> _Text segment_:

────────────────

Barb Ingalls leads a dual life. Since being called back to her job as a printer at Detroit Newspapers after going out on strike nearly four years ago, she is once again the dutiful employee, showing up on time, performing her job, drawing a paycheck.

But when away from work, the battle with what she calls "the evil empire" continues as she helps put out the Detroit Sunday Journal strike paper and promotes public awareness to keep pressure on the papers and lead to a final settlement of this long and ugly dispute.

"This isn’t going to be over," promised Ingalls, "until every striker has returned to work and all six unions have signed contracts."

She and hundreds of others like her find themselves part of a strange dichotomy. Imagine yourself working at a company that provides your livelihood, but at the same time supporting a boycott of that company’s products, meant to hurt both their corporate bottom line and, ultimately, the company’s ability to continue supporting you.

"There’s a word for it," said Free Press reporter Bill McGraw, who falls solidly in the union camp. "It’s called ‘schizophrenic.’"

Inside the papers a strange stew of worker categories has evolved.

There are the line crossers – union members who broke ranks and returned to work. There are the replacement workers – "scabs" is the word the strikers use – who never belonged to a union and were brought in to keep the papers running when the strike began after six unions representing 2,500 employees walked out on July 13,1995.

────────────────

> _Tasks to complete_:
1. Reproduce verbatim everything in the article on the Detroit newspaper strike from "Inside the papers" down to "on July 13,1995.".
2. Carry the article on the Detroit newspaper strike further, picking up right after its final sentence.
The listing that comes next was drawn from a separate source.

Stored data entries:
────────────────

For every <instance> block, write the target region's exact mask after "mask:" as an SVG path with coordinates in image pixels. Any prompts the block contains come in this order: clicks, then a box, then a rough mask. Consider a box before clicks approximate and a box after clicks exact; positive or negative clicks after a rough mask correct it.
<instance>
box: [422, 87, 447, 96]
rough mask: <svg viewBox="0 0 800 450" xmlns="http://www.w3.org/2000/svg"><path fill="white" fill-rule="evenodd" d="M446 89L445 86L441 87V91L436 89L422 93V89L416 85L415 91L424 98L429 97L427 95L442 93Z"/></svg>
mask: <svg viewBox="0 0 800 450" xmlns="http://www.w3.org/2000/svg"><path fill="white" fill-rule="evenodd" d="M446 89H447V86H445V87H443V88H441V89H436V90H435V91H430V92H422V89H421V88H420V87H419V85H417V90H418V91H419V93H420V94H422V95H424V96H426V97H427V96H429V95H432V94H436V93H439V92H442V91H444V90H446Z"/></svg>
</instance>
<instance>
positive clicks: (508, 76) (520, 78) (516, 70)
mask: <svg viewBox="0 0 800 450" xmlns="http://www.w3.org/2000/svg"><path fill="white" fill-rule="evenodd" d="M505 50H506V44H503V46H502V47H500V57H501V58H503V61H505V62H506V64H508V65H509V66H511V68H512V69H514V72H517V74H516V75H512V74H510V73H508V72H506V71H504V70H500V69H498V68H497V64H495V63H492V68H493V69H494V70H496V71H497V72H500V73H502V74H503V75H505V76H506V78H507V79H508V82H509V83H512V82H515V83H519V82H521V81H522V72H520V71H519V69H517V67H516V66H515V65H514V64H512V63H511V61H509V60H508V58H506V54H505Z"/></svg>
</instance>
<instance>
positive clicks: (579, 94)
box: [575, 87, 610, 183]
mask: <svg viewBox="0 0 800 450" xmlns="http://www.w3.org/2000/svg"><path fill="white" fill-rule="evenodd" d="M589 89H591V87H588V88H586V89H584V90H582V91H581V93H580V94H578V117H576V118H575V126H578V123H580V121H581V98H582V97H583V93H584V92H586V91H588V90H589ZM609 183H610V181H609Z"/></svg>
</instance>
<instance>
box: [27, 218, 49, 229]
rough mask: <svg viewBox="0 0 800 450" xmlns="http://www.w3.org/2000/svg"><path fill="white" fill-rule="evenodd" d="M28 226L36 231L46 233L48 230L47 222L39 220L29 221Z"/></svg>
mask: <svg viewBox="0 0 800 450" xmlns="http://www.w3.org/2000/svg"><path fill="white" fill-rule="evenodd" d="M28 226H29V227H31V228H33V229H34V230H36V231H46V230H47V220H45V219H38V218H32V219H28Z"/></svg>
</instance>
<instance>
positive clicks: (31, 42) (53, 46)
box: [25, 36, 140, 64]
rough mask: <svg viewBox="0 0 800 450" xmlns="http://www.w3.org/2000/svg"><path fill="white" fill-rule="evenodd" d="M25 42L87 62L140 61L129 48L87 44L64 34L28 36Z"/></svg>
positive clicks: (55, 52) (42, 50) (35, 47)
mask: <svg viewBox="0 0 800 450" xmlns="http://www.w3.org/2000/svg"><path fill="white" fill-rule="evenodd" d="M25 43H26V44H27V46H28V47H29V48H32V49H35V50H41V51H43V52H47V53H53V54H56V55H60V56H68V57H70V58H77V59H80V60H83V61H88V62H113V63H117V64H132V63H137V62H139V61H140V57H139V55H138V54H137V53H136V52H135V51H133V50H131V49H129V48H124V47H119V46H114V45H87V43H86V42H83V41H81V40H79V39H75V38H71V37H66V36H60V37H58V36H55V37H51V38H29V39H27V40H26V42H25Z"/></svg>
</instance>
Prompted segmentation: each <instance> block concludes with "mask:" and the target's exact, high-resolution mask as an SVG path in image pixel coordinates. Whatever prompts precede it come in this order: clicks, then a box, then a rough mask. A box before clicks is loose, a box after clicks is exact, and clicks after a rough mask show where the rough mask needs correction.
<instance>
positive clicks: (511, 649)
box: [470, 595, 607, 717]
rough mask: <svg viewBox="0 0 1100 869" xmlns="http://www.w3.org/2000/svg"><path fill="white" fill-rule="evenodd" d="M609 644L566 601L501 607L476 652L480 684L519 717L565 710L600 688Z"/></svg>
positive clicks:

────────────────

> _Answers for each item_:
1.
Inside the papers a strange stew of worker categories has evolved.

There are the line crossers – union members who broke ranks and returned to work. There are the replacement workers – "scabs" is the word the strikers use – who never belonged to a union and were brought in to keep the papers running when the strike began after six unions representing 2,500 employees walked out on July 13,1995.

2.
"I don’t know who I’m more mad at," said one returned News reporter, "the union people who betrayed us by crossing the line or the scabs who came in to steal our jobs."

There’s middle management, some of whom were more sympathetic to strikers than others. And upper management who, if not responsible for creating the hardball corporate tactics that characterized this strike, are surely held responsible for following through with their orders thoroughly. Metro Times telephone calls seeking comment from top editors at the News and Free Press were not returned.

Then there are the returnees – union faithful who held the line and did not cross until the unions tendered an unconditional offer to return to work on Feb. 14, 1997.

Instead of being hooted and jeered at, they are more likely cheered like conquering heroes as they head in to put out a paper and collect a paycheck while the picketers they once stood with remain locked out.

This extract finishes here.